>> BEGIN Entries

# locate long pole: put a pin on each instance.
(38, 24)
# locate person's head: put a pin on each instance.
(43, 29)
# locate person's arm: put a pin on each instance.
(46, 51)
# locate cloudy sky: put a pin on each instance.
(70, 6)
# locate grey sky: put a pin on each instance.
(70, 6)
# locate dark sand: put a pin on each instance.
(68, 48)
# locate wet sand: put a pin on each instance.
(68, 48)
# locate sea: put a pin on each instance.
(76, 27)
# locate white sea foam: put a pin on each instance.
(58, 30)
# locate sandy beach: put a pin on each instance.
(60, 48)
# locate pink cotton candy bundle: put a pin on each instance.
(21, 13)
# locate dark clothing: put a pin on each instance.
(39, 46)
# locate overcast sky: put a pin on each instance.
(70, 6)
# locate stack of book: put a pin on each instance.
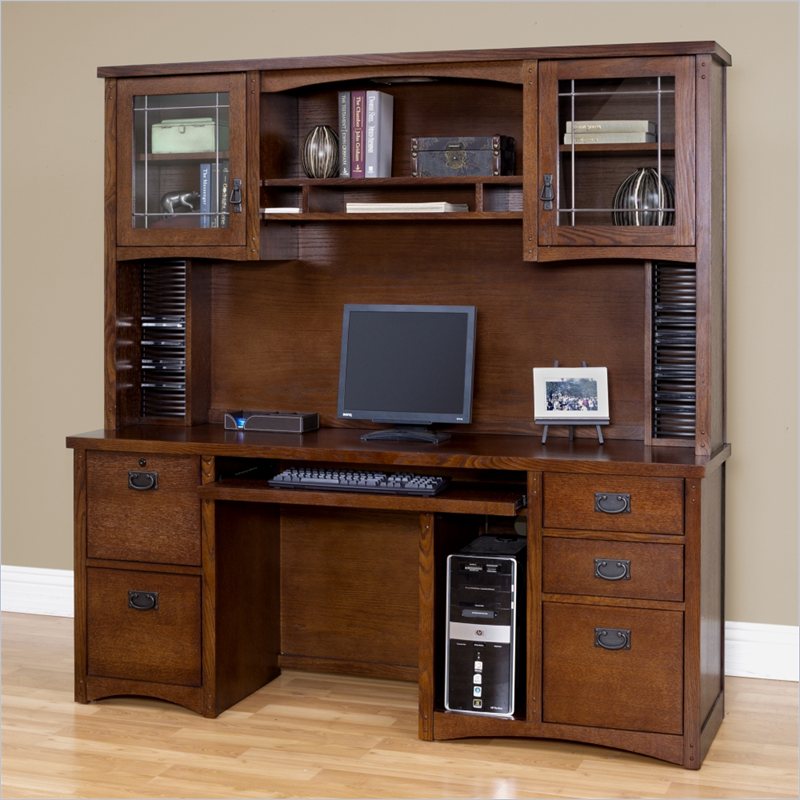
(365, 134)
(407, 208)
(610, 131)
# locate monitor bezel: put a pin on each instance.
(463, 417)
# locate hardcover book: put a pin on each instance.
(619, 137)
(344, 134)
(357, 133)
(380, 117)
(610, 126)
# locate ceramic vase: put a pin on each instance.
(320, 156)
(644, 198)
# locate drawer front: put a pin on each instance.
(144, 626)
(613, 503)
(143, 508)
(612, 569)
(609, 667)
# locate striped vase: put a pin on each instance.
(320, 156)
(644, 198)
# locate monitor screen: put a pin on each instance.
(407, 364)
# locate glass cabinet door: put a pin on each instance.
(616, 152)
(181, 168)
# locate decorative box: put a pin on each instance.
(446, 156)
(194, 135)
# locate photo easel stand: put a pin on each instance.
(573, 425)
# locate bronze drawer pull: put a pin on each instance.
(142, 481)
(612, 569)
(612, 638)
(143, 601)
(612, 503)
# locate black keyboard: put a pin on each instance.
(347, 480)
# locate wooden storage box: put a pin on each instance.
(449, 156)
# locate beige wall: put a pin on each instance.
(52, 224)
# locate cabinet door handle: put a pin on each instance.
(611, 503)
(142, 601)
(612, 569)
(142, 481)
(612, 638)
(236, 196)
(547, 194)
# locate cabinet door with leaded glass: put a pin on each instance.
(181, 160)
(617, 152)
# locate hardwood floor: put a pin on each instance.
(311, 735)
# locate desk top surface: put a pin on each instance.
(470, 451)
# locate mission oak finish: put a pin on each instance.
(196, 582)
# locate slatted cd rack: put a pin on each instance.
(163, 344)
(674, 353)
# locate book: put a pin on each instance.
(408, 208)
(205, 195)
(380, 120)
(357, 133)
(344, 134)
(619, 137)
(219, 195)
(610, 126)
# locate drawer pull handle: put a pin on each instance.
(142, 481)
(612, 503)
(612, 569)
(143, 601)
(612, 638)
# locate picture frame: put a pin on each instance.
(570, 396)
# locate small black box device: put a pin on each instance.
(446, 156)
(271, 421)
(485, 652)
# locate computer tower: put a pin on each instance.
(485, 648)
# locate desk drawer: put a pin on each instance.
(609, 667)
(143, 507)
(605, 568)
(613, 503)
(144, 626)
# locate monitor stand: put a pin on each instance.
(406, 433)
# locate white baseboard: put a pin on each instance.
(28, 590)
(752, 650)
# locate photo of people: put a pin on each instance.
(572, 394)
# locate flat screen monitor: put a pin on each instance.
(409, 366)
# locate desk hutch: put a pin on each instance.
(195, 582)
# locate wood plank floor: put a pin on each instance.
(310, 735)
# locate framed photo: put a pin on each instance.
(570, 395)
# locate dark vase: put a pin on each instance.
(320, 156)
(644, 198)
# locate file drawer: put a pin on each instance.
(144, 626)
(641, 570)
(609, 667)
(143, 507)
(613, 503)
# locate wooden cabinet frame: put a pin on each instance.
(263, 305)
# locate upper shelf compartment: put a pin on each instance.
(444, 101)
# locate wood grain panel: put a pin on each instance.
(640, 688)
(656, 570)
(349, 585)
(160, 645)
(277, 327)
(159, 525)
(656, 504)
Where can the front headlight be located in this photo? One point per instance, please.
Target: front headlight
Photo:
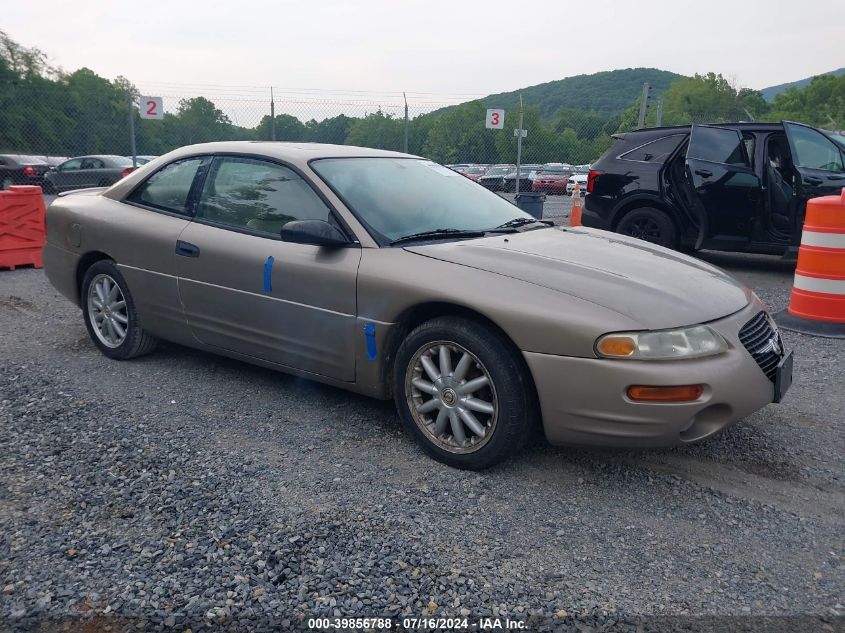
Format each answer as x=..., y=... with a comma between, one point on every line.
x=690, y=342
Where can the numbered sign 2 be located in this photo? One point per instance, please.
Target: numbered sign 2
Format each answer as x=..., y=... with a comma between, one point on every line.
x=150, y=108
x=495, y=120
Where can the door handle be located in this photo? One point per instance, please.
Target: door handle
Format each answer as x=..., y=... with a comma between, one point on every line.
x=186, y=249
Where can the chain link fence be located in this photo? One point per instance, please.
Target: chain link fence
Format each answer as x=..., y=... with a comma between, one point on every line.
x=84, y=115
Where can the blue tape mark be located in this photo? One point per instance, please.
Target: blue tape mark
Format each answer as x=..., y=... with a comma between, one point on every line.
x=370, y=334
x=268, y=275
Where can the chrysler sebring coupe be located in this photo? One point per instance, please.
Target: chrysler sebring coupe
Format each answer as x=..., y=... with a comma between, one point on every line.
x=393, y=276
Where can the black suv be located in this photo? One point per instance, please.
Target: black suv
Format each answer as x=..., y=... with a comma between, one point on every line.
x=727, y=186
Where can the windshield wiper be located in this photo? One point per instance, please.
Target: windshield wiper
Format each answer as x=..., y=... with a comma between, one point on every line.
x=517, y=222
x=437, y=234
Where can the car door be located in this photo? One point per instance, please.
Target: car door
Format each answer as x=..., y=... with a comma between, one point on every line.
x=245, y=290
x=819, y=168
x=727, y=193
x=142, y=235
x=63, y=177
x=91, y=173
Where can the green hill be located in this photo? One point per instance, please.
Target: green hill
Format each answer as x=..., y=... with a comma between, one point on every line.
x=770, y=92
x=608, y=93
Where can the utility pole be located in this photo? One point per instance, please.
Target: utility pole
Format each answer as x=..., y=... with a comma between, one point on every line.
x=405, y=140
x=272, y=116
x=519, y=144
x=643, y=105
x=131, y=101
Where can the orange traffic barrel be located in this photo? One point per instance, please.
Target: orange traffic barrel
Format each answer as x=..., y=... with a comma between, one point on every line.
x=575, y=214
x=817, y=302
x=21, y=226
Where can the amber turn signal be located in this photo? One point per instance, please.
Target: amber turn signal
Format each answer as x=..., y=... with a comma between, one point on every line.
x=617, y=346
x=683, y=393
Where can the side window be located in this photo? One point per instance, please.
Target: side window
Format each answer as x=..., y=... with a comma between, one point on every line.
x=656, y=151
x=70, y=165
x=717, y=145
x=169, y=187
x=253, y=194
x=814, y=150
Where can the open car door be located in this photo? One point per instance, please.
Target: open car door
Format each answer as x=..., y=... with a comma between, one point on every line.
x=726, y=193
x=819, y=168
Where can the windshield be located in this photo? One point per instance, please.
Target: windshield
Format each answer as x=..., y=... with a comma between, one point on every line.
x=396, y=197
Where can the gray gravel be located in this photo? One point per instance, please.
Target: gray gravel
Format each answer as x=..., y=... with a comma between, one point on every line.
x=184, y=490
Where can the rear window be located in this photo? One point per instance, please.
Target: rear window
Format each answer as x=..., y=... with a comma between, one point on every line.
x=657, y=151
x=717, y=145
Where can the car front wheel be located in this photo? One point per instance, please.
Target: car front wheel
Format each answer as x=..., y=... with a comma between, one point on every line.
x=110, y=315
x=463, y=392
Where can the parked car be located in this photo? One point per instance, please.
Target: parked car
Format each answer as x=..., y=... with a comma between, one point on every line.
x=142, y=160
x=579, y=179
x=493, y=178
x=53, y=161
x=21, y=169
x=383, y=273
x=731, y=186
x=551, y=179
x=526, y=177
x=100, y=170
x=474, y=172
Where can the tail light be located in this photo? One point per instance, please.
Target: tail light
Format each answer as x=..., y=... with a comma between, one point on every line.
x=591, y=180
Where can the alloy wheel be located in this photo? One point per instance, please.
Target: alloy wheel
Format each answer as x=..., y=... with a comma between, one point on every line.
x=107, y=311
x=451, y=397
x=644, y=229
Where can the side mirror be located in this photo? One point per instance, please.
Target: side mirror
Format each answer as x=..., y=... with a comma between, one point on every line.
x=316, y=232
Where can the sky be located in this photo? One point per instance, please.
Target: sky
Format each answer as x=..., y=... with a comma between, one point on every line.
x=438, y=51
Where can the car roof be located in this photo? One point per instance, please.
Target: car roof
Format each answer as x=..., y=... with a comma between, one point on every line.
x=22, y=158
x=289, y=151
x=661, y=131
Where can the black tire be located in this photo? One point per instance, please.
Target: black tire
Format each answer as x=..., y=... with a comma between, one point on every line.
x=137, y=341
x=649, y=224
x=511, y=391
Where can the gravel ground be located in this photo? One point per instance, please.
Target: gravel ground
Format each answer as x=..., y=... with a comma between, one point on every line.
x=187, y=491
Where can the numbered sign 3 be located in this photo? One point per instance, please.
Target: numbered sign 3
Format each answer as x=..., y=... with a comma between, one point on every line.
x=495, y=119
x=150, y=108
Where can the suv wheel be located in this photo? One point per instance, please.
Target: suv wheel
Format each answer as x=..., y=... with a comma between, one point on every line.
x=463, y=392
x=649, y=224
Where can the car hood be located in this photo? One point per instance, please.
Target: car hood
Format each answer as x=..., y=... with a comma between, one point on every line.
x=654, y=286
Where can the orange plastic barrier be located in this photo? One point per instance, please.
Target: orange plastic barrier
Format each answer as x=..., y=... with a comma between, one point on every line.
x=817, y=302
x=22, y=233
x=575, y=214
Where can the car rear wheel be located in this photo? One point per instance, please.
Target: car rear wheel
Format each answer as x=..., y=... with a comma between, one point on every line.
x=649, y=224
x=110, y=315
x=463, y=392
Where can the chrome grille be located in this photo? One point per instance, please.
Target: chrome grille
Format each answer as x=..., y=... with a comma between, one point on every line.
x=763, y=342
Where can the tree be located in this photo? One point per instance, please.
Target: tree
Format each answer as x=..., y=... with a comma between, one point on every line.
x=459, y=136
x=377, y=130
x=198, y=120
x=820, y=103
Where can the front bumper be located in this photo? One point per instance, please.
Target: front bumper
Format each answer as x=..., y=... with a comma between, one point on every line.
x=583, y=400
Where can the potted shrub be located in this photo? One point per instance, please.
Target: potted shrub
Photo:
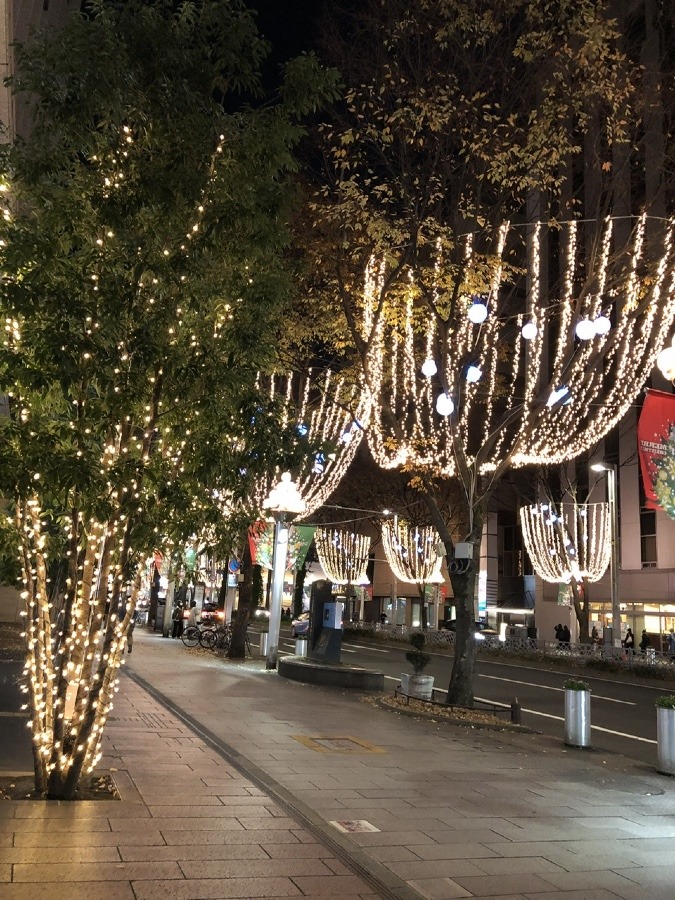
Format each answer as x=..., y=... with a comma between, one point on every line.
x=417, y=685
x=577, y=713
x=665, y=734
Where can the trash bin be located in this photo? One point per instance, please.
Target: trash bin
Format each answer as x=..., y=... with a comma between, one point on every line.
x=578, y=718
x=264, y=641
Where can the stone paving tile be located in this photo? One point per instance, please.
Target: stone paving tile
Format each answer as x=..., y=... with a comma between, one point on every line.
x=335, y=885
x=494, y=885
x=293, y=867
x=41, y=854
x=198, y=835
x=177, y=853
x=438, y=888
x=216, y=889
x=65, y=872
x=72, y=839
x=56, y=891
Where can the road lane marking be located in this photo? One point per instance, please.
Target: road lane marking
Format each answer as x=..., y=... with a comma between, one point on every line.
x=534, y=712
x=546, y=687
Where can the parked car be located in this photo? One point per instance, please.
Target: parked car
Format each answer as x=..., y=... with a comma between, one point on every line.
x=300, y=626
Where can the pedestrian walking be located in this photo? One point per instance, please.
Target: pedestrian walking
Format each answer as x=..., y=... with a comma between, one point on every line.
x=671, y=645
x=177, y=620
x=192, y=618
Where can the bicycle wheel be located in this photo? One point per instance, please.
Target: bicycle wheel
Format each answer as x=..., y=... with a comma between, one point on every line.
x=190, y=636
x=207, y=638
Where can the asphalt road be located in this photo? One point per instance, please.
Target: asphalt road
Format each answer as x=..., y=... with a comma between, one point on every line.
x=623, y=716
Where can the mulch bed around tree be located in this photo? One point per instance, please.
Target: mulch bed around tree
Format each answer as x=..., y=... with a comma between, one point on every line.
x=453, y=715
x=97, y=787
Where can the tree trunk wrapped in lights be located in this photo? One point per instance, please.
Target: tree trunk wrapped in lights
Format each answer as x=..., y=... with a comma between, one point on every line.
x=473, y=370
x=412, y=552
x=343, y=555
x=141, y=290
x=569, y=543
x=330, y=414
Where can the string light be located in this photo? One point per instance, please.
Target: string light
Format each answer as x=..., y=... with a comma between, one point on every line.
x=412, y=552
x=568, y=542
x=544, y=396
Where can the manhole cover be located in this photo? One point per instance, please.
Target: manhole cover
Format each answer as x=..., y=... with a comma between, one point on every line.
x=353, y=826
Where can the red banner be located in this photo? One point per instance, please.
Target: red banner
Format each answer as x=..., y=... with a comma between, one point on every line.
x=657, y=421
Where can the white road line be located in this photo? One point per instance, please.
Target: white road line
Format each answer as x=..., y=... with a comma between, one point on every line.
x=546, y=687
x=534, y=712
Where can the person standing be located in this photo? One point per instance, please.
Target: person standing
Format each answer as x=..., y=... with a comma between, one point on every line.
x=192, y=618
x=130, y=633
x=177, y=620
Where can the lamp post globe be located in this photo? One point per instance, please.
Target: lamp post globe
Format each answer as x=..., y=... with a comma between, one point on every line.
x=284, y=503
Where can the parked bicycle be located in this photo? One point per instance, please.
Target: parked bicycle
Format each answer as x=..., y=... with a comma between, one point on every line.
x=192, y=634
x=218, y=638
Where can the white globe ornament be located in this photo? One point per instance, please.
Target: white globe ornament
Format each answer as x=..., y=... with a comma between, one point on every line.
x=477, y=313
x=666, y=362
x=602, y=326
x=585, y=330
x=429, y=368
x=444, y=405
x=529, y=331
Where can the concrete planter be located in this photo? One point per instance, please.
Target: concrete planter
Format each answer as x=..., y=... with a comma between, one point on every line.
x=420, y=687
x=577, y=718
x=665, y=739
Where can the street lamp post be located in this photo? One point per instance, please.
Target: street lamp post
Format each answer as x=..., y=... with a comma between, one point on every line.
x=613, y=500
x=284, y=503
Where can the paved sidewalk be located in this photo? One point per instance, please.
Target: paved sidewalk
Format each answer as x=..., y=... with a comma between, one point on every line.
x=453, y=811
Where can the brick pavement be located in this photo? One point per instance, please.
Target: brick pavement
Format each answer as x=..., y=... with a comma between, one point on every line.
x=456, y=812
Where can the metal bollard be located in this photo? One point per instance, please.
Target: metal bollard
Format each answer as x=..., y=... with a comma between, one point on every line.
x=515, y=711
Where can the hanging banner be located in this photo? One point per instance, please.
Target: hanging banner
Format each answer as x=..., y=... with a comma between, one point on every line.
x=656, y=449
x=306, y=535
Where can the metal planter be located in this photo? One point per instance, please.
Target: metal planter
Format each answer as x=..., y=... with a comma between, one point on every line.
x=578, y=718
x=420, y=687
x=665, y=740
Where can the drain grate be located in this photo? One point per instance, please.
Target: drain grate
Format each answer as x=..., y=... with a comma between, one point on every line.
x=324, y=743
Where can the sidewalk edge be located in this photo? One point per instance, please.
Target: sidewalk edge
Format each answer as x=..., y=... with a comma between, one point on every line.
x=377, y=876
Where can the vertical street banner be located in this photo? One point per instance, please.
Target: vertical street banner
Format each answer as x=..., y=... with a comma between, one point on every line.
x=656, y=449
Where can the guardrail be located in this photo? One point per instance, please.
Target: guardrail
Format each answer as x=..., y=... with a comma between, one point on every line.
x=598, y=655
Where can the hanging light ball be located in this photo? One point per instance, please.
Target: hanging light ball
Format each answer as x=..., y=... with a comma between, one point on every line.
x=666, y=362
x=429, y=368
x=529, y=331
x=585, y=330
x=477, y=312
x=444, y=405
x=602, y=326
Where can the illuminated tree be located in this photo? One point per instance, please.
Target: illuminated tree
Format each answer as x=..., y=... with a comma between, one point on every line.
x=142, y=277
x=503, y=319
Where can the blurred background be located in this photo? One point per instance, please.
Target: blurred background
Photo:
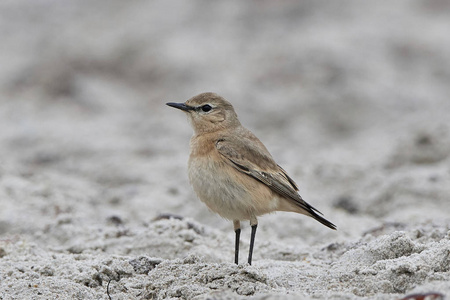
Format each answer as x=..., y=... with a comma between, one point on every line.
x=350, y=97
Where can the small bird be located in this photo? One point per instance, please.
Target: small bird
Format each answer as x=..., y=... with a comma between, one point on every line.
x=232, y=172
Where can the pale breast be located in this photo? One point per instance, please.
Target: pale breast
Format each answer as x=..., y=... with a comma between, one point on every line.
x=228, y=192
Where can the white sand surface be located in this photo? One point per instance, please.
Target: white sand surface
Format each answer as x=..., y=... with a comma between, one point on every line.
x=352, y=98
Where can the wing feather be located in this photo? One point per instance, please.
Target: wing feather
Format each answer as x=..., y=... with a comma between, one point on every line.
x=252, y=158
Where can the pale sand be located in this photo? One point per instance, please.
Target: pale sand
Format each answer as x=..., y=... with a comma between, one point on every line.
x=90, y=155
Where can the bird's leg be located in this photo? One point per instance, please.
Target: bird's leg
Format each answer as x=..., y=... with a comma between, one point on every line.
x=237, y=229
x=254, y=224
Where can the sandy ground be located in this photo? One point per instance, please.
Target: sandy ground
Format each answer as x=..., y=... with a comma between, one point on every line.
x=351, y=97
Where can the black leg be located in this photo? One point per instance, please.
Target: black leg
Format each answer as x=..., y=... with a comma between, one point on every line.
x=236, y=245
x=252, y=242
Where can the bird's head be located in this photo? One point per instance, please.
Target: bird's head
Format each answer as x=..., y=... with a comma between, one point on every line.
x=208, y=112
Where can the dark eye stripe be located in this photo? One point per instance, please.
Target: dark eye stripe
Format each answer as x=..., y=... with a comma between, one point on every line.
x=206, y=107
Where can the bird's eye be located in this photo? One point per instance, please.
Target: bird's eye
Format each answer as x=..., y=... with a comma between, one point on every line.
x=206, y=107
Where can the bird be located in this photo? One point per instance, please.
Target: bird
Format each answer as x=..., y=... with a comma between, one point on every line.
x=233, y=173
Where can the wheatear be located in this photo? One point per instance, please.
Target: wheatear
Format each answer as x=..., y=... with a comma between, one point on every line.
x=231, y=170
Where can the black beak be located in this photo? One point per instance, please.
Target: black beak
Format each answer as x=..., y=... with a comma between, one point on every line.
x=181, y=106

>> END Entries

## [Instructions to follow]
Reproduce only the records starting with the line containing "# locate monitor stand: put" and going on through the line containing "x=84, y=115", replacing "Target" with "Object" and leaving everything else unchanged. Omit the pictures.

## [Final answer]
# locate monitor stand: put a pin on each instance.
(406, 433)
# locate white baseboard: put a pin on each instance.
(28, 590)
(752, 650)
# locate photo of people: put a pin on each instance.
(572, 394)
# locate flat screen monitor: put a pin on each instance.
(409, 366)
# locate desk hutch: put a pin on each instance.
(195, 582)
# locate wood plank floor: put a pin on each instance.
(310, 735)
# locate framed photo: put a pin on each instance.
(570, 395)
# locate dark vase: put a pin on each instance.
(320, 156)
(644, 198)
# locate file drawer: put a pin on each instance.
(144, 626)
(641, 570)
(609, 667)
(143, 507)
(613, 503)
# locate wooden cabinet frame: put a pin on each instance.
(263, 305)
# locate upper shelf compartment: put a pin on each instance.
(444, 101)
# locate wood grain panel: put a pin on each instance.
(640, 688)
(656, 570)
(349, 585)
(160, 645)
(277, 327)
(159, 525)
(656, 504)
Where can the front headlight be located in this photo? One point per instance, please.
Object: front headlight
Photo:
Format each answer as x=..., y=... with a comma between, one point on every line.
x=690, y=342
Where can the numbered sign 2 be located in this photo? One point per instance, please.
Object: numbered sign 2
Format each answer as x=..., y=... with a comma between, one point on every line.
x=150, y=108
x=495, y=120
Where can the door handle be located in this photo? One point per instance, please.
Object: door handle
Format each answer as x=..., y=... with a comma between, one point on every line.
x=186, y=249
Where can the chain link fence be located in this photo? One point per instance, please.
Object: chain link fence
Format each answer as x=..., y=... with a comma between, one point on every line.
x=84, y=115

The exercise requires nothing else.